**Requirement**
From the line with "Where can you see the dark" to the final line of the records, reproduce every line exactly and only those lines.

**Source data**
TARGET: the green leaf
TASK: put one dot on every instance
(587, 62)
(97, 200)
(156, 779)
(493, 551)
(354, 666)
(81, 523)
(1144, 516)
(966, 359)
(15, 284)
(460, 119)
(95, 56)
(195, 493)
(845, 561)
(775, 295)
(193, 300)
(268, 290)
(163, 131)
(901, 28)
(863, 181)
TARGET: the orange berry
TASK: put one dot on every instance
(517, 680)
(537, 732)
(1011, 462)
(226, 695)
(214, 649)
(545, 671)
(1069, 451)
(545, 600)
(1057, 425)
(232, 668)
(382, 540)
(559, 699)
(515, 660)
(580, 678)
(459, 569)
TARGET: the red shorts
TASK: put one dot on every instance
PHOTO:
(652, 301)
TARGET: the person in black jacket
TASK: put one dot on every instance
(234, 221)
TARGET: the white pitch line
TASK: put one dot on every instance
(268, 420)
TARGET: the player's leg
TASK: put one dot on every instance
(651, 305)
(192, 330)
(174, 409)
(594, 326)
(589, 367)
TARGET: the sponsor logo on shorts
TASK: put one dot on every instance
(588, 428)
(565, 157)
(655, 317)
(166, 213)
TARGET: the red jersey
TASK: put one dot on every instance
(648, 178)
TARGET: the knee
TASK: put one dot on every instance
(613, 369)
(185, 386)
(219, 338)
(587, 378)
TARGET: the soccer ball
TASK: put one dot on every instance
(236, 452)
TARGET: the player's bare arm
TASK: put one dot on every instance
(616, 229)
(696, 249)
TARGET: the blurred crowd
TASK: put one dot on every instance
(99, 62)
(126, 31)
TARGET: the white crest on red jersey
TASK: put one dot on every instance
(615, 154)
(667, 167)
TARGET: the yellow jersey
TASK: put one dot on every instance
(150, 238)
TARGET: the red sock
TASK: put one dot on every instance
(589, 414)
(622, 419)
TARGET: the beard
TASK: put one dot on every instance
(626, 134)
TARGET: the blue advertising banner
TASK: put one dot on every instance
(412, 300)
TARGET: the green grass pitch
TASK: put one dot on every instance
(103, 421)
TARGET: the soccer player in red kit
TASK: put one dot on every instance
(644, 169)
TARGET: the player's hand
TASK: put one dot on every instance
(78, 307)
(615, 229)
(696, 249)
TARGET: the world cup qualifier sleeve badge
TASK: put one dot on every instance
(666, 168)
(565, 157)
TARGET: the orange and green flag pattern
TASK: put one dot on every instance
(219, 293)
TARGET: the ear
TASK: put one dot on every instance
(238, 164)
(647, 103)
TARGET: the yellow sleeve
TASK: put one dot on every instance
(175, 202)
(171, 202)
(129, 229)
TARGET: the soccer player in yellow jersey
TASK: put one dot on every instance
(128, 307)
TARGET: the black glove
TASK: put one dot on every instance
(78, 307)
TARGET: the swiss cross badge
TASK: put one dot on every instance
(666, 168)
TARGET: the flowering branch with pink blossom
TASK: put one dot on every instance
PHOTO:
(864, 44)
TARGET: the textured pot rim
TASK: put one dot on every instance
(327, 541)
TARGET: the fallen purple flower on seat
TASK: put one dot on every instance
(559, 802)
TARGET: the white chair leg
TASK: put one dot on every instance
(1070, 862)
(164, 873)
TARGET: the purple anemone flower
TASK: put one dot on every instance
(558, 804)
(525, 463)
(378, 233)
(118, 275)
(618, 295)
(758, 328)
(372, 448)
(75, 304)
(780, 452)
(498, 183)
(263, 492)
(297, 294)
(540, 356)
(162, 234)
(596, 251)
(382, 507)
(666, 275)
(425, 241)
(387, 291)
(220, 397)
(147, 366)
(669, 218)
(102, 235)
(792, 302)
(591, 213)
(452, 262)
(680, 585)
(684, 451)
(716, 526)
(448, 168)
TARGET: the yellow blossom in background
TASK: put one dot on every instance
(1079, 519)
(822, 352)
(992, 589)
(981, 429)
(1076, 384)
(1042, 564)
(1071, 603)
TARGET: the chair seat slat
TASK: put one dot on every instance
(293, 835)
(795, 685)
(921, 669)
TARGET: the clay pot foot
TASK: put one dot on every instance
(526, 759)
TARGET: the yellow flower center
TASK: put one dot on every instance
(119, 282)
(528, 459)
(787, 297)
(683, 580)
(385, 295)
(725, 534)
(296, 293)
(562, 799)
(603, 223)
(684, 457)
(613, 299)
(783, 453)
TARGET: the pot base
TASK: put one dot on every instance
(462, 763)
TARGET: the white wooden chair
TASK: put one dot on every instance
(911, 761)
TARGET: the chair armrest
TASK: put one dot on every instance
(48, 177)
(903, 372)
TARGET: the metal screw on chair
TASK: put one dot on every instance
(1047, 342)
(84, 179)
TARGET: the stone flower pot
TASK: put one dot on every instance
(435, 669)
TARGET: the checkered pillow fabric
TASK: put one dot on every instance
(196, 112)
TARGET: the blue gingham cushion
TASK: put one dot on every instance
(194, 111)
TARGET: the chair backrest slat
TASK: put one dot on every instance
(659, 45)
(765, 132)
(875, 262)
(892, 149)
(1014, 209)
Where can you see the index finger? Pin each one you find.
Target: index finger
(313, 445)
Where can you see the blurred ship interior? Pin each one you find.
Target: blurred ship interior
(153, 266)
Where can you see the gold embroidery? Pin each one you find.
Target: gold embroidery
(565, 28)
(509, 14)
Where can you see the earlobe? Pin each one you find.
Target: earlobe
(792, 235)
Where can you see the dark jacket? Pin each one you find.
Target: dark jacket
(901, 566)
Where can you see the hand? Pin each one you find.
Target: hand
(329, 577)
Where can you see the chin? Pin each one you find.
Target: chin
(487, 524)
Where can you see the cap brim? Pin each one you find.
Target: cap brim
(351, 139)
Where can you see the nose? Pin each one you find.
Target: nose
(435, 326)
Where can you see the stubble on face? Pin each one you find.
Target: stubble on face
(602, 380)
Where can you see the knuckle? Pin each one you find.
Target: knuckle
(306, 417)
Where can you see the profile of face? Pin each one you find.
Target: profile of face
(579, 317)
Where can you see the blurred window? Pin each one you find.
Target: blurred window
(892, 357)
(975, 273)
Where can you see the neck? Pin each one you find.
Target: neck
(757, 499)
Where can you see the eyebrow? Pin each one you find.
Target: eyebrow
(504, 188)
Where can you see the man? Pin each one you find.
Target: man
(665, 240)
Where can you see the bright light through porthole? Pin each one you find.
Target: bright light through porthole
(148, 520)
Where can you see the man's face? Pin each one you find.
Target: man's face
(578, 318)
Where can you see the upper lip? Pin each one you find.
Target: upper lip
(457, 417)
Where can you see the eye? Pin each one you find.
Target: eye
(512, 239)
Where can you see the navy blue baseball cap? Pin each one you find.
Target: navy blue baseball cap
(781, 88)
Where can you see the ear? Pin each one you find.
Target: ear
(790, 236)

**Task output**
Where can you see the dark jacket? Pin each one you find.
Target: dark jacket
(901, 566)
Where can you see the hand? Pin each one you find.
Target: hand
(329, 577)
Where can you see the chin? Pin each one you find.
Target: chin
(487, 524)
Where can you see the cap brim? Pin each one you find.
Target: cap brim
(351, 139)
Where can you see the nose? Pin each one you find.
Target: nose
(435, 326)
Where can you see the stubble on face? Pin each one you find.
Target: stubble on face
(602, 380)
Where can you see the knuckle? Pin each one you find.
Target: knuckle
(306, 417)
Where can you see the profile of face? Pin each one you find.
Target: profile of face
(579, 317)
Where can you see the blurred window? Pin each one you find.
Target: blurred window
(892, 357)
(975, 273)
Where can you see the neck? Pin each one you find.
Target: neck
(757, 499)
Where can you see the eyebrow? Pin each one you find.
Target: eyebrow
(504, 188)
Where can you see the man? Pin each one you find.
Target: man
(665, 240)
Where can you see the bright light through porthole? Pin each one you find.
Target: bright light through porthole
(148, 520)
Where can you see the man's face? Pin each one you find.
Target: man's face
(578, 318)
Where can you see the upper lip? Pin each one you find.
Target: upper lip
(457, 417)
Where can you see the eye? Pin each one you find.
Target: eye
(512, 239)
Where can you see the navy blue baseball cap? Pin each one you find.
Target: navy blue baseball cap
(781, 88)
Where can you see the ear? Pin each one you find.
Target: ear
(790, 236)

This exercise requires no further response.